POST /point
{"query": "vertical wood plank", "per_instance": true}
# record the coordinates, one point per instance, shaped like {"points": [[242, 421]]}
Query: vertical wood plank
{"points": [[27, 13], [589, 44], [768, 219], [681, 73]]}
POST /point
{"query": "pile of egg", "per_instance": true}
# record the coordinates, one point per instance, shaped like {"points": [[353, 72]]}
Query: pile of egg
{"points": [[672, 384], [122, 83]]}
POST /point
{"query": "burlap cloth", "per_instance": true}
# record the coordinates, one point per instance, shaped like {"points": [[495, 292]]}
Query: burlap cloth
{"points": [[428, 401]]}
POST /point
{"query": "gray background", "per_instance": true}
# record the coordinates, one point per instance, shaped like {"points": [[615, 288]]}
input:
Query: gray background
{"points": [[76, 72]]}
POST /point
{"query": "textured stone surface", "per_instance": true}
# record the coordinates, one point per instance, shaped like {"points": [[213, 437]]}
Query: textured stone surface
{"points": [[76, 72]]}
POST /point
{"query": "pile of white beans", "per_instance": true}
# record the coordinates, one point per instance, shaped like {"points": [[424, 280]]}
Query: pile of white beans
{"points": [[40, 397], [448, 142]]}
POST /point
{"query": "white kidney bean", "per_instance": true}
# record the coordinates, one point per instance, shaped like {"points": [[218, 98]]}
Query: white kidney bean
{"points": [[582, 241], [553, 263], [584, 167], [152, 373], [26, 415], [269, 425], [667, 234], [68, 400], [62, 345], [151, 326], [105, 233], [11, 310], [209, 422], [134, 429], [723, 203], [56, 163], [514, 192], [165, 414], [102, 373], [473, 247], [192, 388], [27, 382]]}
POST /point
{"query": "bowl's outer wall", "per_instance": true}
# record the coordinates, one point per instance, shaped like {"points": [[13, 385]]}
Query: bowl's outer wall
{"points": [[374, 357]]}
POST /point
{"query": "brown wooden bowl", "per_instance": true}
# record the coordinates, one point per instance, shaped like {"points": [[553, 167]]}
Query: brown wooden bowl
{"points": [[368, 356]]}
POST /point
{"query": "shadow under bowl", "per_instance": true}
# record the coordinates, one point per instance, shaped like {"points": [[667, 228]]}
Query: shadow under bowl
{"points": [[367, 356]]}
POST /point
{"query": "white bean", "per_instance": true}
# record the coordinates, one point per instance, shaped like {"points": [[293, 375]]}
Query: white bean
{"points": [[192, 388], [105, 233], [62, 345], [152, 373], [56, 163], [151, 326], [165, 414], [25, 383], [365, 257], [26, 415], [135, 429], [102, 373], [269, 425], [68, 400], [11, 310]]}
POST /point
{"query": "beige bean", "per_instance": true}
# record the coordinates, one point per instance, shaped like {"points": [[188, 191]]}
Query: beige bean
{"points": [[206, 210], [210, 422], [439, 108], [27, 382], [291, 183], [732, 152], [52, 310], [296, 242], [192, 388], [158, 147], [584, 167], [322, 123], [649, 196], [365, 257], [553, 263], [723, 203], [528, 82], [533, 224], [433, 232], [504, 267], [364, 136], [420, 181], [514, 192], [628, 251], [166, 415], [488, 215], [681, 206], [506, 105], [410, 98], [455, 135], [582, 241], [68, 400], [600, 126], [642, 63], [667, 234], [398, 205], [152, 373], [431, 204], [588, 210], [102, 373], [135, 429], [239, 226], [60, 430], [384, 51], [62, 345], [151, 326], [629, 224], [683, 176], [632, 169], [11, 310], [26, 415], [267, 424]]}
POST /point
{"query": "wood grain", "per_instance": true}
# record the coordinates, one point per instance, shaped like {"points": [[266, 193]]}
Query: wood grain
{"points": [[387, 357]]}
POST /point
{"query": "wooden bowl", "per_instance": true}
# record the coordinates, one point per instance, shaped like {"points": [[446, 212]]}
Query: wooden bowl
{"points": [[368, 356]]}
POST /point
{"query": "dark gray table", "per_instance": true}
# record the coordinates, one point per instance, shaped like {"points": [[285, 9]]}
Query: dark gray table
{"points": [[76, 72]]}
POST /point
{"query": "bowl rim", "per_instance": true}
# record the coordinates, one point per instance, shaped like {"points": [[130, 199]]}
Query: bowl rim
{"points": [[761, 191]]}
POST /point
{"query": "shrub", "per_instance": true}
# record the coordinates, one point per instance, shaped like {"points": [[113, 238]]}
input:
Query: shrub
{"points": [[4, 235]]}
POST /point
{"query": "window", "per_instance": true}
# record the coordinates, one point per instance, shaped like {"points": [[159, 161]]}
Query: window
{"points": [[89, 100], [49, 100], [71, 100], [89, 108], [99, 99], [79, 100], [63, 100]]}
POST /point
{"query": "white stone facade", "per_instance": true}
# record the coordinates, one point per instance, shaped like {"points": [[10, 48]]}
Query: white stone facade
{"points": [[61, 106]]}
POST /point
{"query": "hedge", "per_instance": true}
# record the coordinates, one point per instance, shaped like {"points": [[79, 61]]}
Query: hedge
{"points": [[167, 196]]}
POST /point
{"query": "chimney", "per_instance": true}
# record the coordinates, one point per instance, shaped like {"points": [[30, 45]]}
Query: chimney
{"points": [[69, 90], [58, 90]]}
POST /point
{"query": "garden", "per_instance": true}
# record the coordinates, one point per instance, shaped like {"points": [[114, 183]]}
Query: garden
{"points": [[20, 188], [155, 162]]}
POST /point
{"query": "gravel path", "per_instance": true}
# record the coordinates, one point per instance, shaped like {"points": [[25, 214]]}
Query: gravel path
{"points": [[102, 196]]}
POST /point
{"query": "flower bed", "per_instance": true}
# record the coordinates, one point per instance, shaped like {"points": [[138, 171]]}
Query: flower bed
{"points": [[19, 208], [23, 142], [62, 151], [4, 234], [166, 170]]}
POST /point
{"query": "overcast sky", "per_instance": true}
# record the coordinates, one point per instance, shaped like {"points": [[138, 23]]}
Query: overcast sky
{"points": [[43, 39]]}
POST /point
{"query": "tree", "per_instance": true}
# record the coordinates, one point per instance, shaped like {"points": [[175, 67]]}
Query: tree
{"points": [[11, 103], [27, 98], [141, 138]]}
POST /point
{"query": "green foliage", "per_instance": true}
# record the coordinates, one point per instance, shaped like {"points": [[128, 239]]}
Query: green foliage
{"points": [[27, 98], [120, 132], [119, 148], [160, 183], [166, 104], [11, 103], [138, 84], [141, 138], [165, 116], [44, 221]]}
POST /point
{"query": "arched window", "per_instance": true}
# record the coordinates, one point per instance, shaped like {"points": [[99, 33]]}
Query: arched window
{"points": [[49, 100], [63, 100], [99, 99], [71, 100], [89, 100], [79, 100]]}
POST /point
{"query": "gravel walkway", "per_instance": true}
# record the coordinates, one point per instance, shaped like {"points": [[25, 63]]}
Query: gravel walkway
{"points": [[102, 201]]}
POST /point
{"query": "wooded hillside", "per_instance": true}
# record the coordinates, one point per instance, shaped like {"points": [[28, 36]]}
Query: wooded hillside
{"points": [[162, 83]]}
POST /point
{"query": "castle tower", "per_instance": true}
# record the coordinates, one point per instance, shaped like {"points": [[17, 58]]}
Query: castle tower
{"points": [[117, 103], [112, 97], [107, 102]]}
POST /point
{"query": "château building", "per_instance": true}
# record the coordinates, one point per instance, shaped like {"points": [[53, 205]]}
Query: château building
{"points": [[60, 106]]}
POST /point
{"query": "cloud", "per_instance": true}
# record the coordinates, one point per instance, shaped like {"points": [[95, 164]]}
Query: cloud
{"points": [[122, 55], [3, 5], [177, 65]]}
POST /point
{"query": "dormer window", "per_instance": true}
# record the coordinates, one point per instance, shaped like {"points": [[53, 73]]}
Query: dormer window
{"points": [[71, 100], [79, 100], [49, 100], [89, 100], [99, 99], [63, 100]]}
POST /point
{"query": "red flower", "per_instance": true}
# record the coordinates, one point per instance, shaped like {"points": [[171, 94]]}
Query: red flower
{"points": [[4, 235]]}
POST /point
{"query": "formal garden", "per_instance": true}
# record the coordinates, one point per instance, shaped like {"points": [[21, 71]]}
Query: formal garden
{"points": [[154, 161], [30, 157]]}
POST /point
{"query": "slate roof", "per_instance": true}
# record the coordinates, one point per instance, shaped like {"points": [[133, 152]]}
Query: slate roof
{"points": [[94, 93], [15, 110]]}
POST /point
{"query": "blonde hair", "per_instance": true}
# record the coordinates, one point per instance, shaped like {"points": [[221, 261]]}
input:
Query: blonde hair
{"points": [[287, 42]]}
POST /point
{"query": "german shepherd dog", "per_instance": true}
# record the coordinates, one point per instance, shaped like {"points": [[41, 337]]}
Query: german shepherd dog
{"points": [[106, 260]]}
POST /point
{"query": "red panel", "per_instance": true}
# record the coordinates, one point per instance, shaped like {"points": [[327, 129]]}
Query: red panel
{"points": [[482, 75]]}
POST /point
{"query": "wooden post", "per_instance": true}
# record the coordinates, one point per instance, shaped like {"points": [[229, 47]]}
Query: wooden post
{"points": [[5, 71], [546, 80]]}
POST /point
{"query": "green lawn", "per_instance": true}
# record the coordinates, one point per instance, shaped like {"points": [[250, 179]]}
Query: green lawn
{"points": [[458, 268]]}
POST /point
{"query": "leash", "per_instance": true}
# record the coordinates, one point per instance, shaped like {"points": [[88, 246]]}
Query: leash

Request> Extract each line of the items above that contains the string "plank". Letter case must match.

Response>
{"query": "vertical wood plank", "per_instance": true}
Query: vertical wood plank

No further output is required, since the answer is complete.